What to do =
No images, please. Copy each entry below exactly as it reads.

(Referring expression data)
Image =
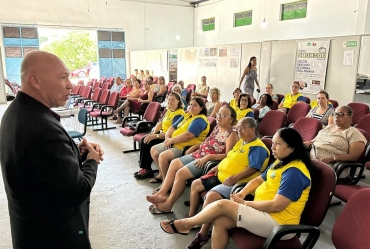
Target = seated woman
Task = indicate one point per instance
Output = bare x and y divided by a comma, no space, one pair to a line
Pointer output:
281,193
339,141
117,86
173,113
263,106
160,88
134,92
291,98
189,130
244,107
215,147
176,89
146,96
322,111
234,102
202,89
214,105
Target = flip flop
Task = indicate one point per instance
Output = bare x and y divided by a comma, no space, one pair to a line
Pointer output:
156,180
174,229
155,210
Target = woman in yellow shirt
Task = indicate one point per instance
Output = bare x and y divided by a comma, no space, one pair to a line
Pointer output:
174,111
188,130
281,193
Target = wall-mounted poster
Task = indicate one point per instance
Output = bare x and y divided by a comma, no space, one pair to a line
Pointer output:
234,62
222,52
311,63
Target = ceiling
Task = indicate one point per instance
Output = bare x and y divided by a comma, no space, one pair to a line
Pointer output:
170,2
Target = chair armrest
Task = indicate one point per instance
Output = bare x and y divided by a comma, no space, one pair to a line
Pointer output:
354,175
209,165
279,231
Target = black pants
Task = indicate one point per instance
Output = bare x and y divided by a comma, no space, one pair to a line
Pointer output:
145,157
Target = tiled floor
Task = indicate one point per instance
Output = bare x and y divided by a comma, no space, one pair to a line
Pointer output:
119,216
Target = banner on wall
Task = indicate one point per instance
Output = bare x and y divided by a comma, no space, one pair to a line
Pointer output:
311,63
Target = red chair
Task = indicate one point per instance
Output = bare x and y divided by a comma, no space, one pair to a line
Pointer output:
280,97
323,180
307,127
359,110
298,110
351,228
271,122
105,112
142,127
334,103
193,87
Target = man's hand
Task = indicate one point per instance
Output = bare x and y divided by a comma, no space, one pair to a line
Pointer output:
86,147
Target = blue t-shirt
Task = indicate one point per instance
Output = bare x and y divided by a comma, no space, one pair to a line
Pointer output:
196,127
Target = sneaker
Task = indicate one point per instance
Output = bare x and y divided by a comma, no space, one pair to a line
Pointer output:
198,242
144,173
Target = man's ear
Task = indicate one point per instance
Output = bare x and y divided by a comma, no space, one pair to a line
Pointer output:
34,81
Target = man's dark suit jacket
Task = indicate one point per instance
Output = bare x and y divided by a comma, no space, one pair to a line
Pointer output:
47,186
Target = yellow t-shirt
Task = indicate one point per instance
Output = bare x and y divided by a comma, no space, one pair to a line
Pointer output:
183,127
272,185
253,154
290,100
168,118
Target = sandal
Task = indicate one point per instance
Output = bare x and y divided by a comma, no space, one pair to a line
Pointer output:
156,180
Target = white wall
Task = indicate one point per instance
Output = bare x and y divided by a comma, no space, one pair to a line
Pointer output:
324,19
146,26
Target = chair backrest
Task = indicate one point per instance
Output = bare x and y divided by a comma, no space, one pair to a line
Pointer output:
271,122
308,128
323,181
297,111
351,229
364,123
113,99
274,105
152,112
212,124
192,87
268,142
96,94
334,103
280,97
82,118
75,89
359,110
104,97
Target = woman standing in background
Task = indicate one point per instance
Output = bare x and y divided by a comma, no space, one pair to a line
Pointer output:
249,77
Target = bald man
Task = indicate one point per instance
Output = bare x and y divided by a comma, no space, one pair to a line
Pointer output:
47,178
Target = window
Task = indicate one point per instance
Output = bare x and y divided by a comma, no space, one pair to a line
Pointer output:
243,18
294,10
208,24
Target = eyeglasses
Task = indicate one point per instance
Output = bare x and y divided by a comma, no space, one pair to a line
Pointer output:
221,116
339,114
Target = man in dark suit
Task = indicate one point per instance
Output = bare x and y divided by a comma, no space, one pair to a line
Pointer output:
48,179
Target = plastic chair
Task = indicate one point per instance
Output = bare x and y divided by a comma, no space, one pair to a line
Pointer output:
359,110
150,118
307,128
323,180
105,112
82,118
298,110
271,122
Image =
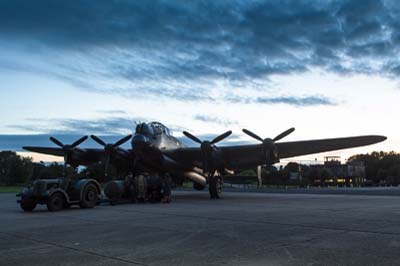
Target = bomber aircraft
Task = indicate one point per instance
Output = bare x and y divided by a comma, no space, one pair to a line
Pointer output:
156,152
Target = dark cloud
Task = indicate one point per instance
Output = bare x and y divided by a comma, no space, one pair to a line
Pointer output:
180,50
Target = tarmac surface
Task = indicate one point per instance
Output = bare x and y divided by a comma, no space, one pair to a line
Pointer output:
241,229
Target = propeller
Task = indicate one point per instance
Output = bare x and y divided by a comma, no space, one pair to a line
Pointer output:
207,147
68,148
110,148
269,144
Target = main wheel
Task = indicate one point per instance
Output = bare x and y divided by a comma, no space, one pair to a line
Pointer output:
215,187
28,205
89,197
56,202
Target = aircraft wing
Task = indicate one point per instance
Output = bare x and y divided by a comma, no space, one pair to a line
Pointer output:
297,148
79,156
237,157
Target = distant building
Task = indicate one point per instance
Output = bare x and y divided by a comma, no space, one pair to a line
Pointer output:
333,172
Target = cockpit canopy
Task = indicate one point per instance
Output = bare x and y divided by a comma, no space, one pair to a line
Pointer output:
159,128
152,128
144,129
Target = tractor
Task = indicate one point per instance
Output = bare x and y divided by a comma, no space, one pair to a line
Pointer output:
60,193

Exercise answer =
Image =
Target = seated woman
Task = indicate one point per instance
Output = bare x and y divided by a comma, no space, one pair to a line
Pointer output:
281,193
339,141
117,86
173,113
263,106
160,88
134,92
291,98
189,130
244,107
215,147
176,89
146,96
322,111
234,102
202,89
214,105
Target = flip flop
Task = indicate one point per instance
Output = bare x and y divided by a comma, no space, one pair to a line
Pointer output:
156,180
174,229
155,210
Target = woman in yellow shirt
Task = indicate one point per instance
Output = bare x and y divided by a comma, no space, one pair to a line
Pointer output:
174,111
188,130
281,193
Target = wall-mounted poster
Task = indicate one point per instance
Output = bare x and y divided by a comma, no space, one pair to a line
Pointer output:
234,62
222,52
311,63
Target = ceiling
Task = indicate one point per instance
Output = bare x and y divided by a comma, no space, one pair to a line
Pointer output:
170,2
Target = chair armrest
Task = indicate one point per instance
Output = bare x and y divided by a comma, no space, one pair to a line
Pointer output:
354,175
209,165
279,231
Target = black pants
Task = indicate one point per instance
Output = bare x and y divided by a comma, no space, one pair to a line
Pointer output:
145,157
Target = tiled floor
Task = indicate one point per instance
Output = bare x and y divided by a comma, no space, one pair to a line
Pointer output:
119,216
Target = banner on wall
Task = indicate one point per instance
Output = bare x and y divided by a comma, no space, one pair to a line
Pointer output:
311,63
Target = red chair
Task = indicate one point per instance
Output = bare x and y divided by a comma, no space, one pair to a line
Pointer output:
280,97
323,180
307,127
359,110
298,110
351,228
271,122
105,112
142,127
334,103
193,87
Target = man's hand
Task = indicate one point per instance
Output = bare x and y divided by a comma, no space, one pair to a line
Pointer output:
86,147
Target = blue t-shirt
Task = indicate one point per instance
Output = bare x and y divided by a comma, no space, one pair to a line
Pointer output:
196,127
Target = sneaker
Task = indicate one point per instance
Output = bare x and y divided by a comma, no space, one pair to a line
Pointer output:
198,242
144,173
Target = man's ear
Task = indicate one point per instance
Output = bare x and y divided by a comma, no space, one pair to a line
Pointer output:
34,81
Target = man's dark suit jacket
Task = indicate one point per instance
Output = bare x and y divided by a comma, no space, one pair to a line
Pointer output:
47,186
Target = yellow t-shirt
Task = indicate one point per instance
Output = bare x and y divided by a comma, no space, one pair to a line
Pointer output:
183,127
272,185
253,154
290,100
168,118
Target = sandal
Task = indicate one point per instance
Output = bare x and y divided by a comma, no space, one pair to a line
Pointer output:
156,180
Target = white wall
Task = indicate one point per instance
Output = bare x and y divided by a comma, no space, one pair to a line
Pointer output:
324,19
146,26
Target = chair backrest
Task = indicate one point per instance
Output = bare x and y divided by a comma, no space, one pair to a line
Pointer output:
271,122
308,128
323,181
297,111
351,229
364,123
113,99
274,105
152,112
212,124
192,87
268,142
96,94
334,103
280,97
82,118
75,89
359,110
104,97
Target = woman standing in background
Task = indicate one point per instance
Output = bare x and y divided by a comma, no space, one pair to a line
Pointer output:
249,77
Target = bald man
Task = indicate one point per instance
Output = bare x and y divided by a comma, no space, one pair to a line
Pointer output:
47,178
Target = window
Task = indicate one point per instance
Output = bare x and y divided by a comma, no space, one pair to a line
Pointer output:
243,18
294,10
208,24
Target = eyeglasses
Task = indicate one point per instance
Output = bare x and y divided by a comma, no space, one pair to a line
Pointer output:
221,116
339,114
Target = man in dark suit
Task = indicate one point per instance
Output = bare x and y divided by a comma, no space, one pair to a line
Pointer output:
48,179
Target = plastic chair
Task = indicate one point per instance
Output = bare x and y divided by a comma, no space, one pair to a line
Pointer output:
359,110
150,118
307,128
323,180
105,112
82,118
298,110
271,122
Image =
Target = bomber aircraft
Task = indicate one point per instance
Output = bare x and y divided by a comma, no space, one pair to a line
Pointer output:
156,152
Target = dark cloud
Task = indicate one point per instance
Output = bare x and y divided by a comma, no space, one pair to a line
Pointer output:
180,50
Target = tarmac surface
Task = indicate one point per instance
Output = bare x and y divided by a comma, no space, one pair to a line
Pointer output:
241,229
Target = propeller
Task = indicate one point per instance
Output = bare x and y divided by a comma, no space, one pair to a line
Pointer output:
207,147
68,148
110,148
269,144
Target = main wheel
Task = indicate one point per instance
Output = bare x and y divided by a comma, no space, one pair to a line
Pointer output:
215,187
28,205
89,197
56,202
Target = aircraft wing
Task = indicate one point per instance
Output = bare x and y divided by a comma, no space, one pair to a line
Pointer output:
297,148
79,156
237,157
Target = distant building
Task = indicate one point per instance
Output = bare x and y divided by a comma, no space, one pair to a line
Pointer output:
333,172
Target = cockpit canopy
Task = indicate one point per instance
Output = bare x and y divided by a comma, no space, one pair to a line
Pointer output:
159,128
152,128
144,129
Target = tractor
Task = indicate one point per instance
Output = bare x and y divided by a comma, no space, one pair to a line
Pointer output:
60,193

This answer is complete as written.